■ Data listing
----

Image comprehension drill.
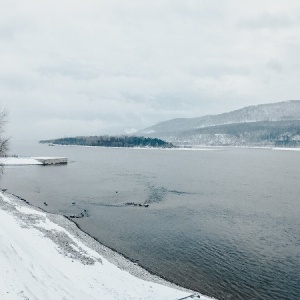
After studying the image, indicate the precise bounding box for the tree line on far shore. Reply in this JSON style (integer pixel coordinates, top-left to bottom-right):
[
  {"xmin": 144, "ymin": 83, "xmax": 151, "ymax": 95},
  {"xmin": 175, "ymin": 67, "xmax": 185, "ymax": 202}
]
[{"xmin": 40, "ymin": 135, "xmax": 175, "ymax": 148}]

----

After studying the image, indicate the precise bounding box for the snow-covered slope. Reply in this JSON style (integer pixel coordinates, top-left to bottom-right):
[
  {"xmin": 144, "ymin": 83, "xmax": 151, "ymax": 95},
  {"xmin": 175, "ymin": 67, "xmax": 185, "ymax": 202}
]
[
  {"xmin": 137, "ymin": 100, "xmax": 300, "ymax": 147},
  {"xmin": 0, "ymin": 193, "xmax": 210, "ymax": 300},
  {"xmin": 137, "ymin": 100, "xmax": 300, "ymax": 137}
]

----

■ Exercise brief
Report every line above that contains the string "covered", copying each such line in full; case counts.

■ Solution to this task
After studying the image, indicate the precise bounding box for the snow-covered slope. Reply in this JSON style (integer pixel coordinates, top-left to bottom-right):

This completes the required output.